> _PROBLEM DETAILS_
Determine how many lines in the following listing include "runner". Respond with that number only.

##############################

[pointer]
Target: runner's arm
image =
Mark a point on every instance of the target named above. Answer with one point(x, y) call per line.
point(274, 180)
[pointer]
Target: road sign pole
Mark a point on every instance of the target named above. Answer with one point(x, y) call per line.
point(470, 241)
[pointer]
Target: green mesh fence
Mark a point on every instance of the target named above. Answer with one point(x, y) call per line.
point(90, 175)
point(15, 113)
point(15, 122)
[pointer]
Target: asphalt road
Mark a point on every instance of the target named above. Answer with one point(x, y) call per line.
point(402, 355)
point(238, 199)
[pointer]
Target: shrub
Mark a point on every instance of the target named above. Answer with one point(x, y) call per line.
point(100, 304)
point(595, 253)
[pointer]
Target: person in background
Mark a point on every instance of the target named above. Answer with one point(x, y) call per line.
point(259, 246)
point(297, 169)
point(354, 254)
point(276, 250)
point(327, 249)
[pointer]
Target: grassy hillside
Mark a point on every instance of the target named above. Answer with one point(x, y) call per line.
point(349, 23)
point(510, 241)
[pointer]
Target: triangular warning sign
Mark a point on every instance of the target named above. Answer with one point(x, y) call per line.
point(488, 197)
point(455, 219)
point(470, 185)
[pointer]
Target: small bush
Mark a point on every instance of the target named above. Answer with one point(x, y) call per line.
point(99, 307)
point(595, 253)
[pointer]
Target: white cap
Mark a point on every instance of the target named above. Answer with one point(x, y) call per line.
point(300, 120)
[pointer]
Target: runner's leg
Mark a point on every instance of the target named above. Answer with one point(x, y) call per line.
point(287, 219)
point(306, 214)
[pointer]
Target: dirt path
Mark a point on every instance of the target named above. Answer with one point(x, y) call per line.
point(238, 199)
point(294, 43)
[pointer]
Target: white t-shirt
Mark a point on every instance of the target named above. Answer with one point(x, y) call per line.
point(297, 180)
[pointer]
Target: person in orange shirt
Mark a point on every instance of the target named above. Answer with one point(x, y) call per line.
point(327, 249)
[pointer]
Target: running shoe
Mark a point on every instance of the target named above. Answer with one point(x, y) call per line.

##############################

> _EXERCISE SOLUTION_
2